[Examples of point labeling]
BEGIN
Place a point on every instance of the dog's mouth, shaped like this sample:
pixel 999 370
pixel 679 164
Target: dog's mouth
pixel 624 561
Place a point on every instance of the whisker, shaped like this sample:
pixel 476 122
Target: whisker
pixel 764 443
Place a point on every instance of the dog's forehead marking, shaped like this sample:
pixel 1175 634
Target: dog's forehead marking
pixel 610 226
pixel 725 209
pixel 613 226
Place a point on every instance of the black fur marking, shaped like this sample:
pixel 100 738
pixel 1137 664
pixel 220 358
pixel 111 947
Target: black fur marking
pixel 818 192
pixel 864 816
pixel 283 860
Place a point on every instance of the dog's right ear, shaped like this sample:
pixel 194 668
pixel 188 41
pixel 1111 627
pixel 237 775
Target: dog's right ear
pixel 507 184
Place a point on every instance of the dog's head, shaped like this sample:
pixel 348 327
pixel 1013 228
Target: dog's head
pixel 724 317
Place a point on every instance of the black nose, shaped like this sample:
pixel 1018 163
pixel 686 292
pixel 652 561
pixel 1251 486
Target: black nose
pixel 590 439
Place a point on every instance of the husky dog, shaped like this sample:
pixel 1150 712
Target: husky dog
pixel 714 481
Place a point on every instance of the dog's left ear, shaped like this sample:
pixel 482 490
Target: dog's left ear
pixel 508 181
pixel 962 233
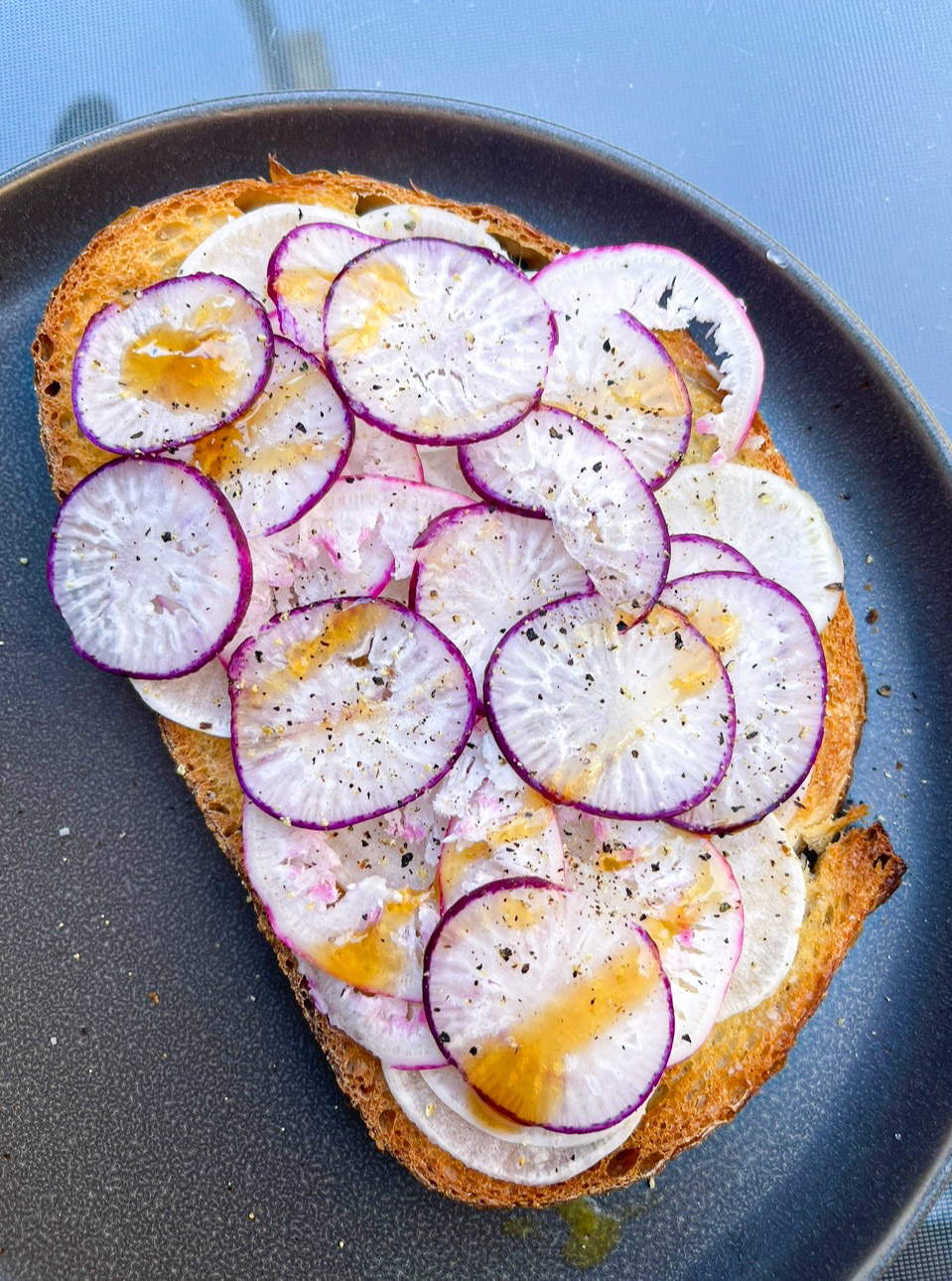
END
■ OBJECTIVE: Give all of the material above as a JSON list of strings, one string per line, with blank lines omitted and the pictures excluded.

■ COMPLETE ANSWER:
[
  "Place a point on every instance of the dog's mouth, shaped like this sample:",
  "pixel 999 370",
  "pixel 679 164",
  "Target: dog's mouth",
  "pixel 624 561",
  "Place a point on every instance of the whisker, shaped like this sample:",
  "pixel 476 122",
  "Target: whisker",
  "pixel 764 443",
  "Place a point on every instance of the dog's forehead marking, shaped like this sample:",
  "pixel 1175 634",
  "Target: dog's forehead marking",
  "pixel 610 226",
  "pixel 725 209",
  "pixel 613 226",
  "Place a point on every instance of the black fur marking, shaped like this sample:",
  "pixel 100 738",
  "pixel 1137 664",
  "pixel 220 358",
  "pixel 111 947",
  "Target: black fur marking",
  "pixel 818 192",
  "pixel 864 816",
  "pixel 283 860",
  "Place a point on every instance of the dog's right ear, shaped like this sample:",
  "pixel 194 668",
  "pixel 188 41",
  "pixel 1111 627",
  "pixel 237 775",
  "Target: dog's right ear",
  "pixel 507 184",
  "Place a point on every instance of the dog's head, shaped like this sample:",
  "pixel 348 327",
  "pixel 1013 228",
  "Target: dog's head",
  "pixel 724 317",
  "Place a point on every instance of the black nose, shaped like this sample:",
  "pixel 1018 163",
  "pixel 686 292",
  "pixel 652 561",
  "pixel 1251 486",
  "Target: black nose",
  "pixel 590 439",
  "Place a point on every instance of the husky dog, shaped like this sample:",
  "pixel 1150 712",
  "Target: husky dog",
  "pixel 714 481",
  "Place a point on every instance of the dog's left ear, shaped like this sample:",
  "pixel 482 490",
  "Target: dog's left ear",
  "pixel 508 181",
  "pixel 962 233"
]